> **Material supplied**:
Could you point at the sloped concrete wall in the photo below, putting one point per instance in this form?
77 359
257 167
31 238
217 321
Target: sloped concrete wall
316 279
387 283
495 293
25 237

> **Assignment**:
Return all of the data above exactly, leaving out no line.

> **Task response**:
Could you point at the sloped concrete wall in the photo below, putting one point per instance in this form?
77 359
257 167
31 238
217 321
Target: sloped concrete wall
316 279
387 283
495 293
25 237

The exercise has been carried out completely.